* **The data**:
— start —

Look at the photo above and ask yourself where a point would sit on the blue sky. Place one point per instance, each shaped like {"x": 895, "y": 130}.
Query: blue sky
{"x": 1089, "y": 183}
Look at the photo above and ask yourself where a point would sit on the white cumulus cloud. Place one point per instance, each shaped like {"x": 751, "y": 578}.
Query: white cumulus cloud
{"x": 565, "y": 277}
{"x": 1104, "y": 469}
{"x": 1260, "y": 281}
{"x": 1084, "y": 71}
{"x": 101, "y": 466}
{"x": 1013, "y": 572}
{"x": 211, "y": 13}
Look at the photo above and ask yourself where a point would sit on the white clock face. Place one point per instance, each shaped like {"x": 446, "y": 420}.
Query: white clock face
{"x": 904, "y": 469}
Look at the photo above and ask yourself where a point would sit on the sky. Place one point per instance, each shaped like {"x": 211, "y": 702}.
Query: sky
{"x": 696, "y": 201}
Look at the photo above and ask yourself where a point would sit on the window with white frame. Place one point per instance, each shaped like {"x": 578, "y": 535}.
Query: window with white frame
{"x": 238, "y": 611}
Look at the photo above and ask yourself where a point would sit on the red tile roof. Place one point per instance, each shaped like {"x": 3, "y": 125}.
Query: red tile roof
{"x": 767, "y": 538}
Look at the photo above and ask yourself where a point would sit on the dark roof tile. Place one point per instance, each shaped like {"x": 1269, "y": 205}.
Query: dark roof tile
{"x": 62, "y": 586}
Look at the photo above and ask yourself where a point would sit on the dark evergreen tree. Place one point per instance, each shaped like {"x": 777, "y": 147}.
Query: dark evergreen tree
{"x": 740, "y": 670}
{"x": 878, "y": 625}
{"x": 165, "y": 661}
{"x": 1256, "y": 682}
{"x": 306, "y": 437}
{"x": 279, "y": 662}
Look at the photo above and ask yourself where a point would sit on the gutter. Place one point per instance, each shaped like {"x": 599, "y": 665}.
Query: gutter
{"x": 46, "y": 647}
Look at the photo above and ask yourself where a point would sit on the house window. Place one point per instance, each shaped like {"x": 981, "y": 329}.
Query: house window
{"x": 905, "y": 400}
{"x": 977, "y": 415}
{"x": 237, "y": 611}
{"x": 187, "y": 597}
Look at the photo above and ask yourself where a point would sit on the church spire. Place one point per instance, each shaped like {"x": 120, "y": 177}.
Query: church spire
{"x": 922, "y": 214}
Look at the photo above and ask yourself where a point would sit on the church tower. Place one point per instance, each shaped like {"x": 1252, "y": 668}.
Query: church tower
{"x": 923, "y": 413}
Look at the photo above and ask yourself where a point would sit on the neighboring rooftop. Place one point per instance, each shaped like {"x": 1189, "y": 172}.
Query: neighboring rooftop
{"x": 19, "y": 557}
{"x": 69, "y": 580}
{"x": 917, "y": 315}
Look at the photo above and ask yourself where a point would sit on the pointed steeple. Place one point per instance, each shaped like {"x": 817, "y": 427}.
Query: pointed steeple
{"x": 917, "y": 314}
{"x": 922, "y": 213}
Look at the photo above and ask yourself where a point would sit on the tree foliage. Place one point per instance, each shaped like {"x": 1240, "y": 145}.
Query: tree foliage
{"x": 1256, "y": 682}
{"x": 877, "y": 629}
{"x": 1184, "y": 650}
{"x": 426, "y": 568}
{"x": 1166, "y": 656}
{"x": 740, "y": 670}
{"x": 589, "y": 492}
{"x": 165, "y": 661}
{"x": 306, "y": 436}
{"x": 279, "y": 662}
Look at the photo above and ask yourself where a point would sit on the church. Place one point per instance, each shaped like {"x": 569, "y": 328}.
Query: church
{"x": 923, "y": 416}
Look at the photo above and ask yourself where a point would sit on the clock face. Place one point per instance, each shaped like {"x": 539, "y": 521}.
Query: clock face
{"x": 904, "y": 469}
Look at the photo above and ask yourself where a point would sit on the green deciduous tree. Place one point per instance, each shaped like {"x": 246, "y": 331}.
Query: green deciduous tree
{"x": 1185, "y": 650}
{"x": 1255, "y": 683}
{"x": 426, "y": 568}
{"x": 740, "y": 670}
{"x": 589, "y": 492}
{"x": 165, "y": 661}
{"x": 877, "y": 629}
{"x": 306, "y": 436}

— end —
— start —

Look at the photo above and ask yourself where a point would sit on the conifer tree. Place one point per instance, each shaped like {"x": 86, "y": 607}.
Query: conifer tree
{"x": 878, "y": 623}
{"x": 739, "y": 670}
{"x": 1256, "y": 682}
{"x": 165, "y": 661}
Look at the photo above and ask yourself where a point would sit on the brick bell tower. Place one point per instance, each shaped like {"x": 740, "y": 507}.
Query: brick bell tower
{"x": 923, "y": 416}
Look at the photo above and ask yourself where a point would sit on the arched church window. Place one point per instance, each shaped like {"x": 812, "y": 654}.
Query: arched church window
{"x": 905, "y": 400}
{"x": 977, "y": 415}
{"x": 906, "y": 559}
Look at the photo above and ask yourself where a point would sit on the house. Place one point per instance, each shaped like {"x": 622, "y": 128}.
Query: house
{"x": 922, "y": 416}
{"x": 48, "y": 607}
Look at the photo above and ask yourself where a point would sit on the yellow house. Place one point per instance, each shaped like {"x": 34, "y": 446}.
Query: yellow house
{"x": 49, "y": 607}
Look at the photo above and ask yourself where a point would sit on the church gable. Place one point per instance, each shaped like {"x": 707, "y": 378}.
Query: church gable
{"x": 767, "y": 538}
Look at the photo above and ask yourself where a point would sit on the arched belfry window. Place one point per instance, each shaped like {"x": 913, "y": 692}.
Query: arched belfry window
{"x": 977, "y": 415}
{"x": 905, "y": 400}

— end —

* **What you should do**: Pull out every line in the entries above that contains the word "evergreen" and copy each one unchanged.

* **Solution for this exercise**:
Look at the photo above and ask yourself where a point would sit on the dark evergreen tree. Place one point per instance, each shaped like {"x": 777, "y": 147}.
Query: dark evergreen tree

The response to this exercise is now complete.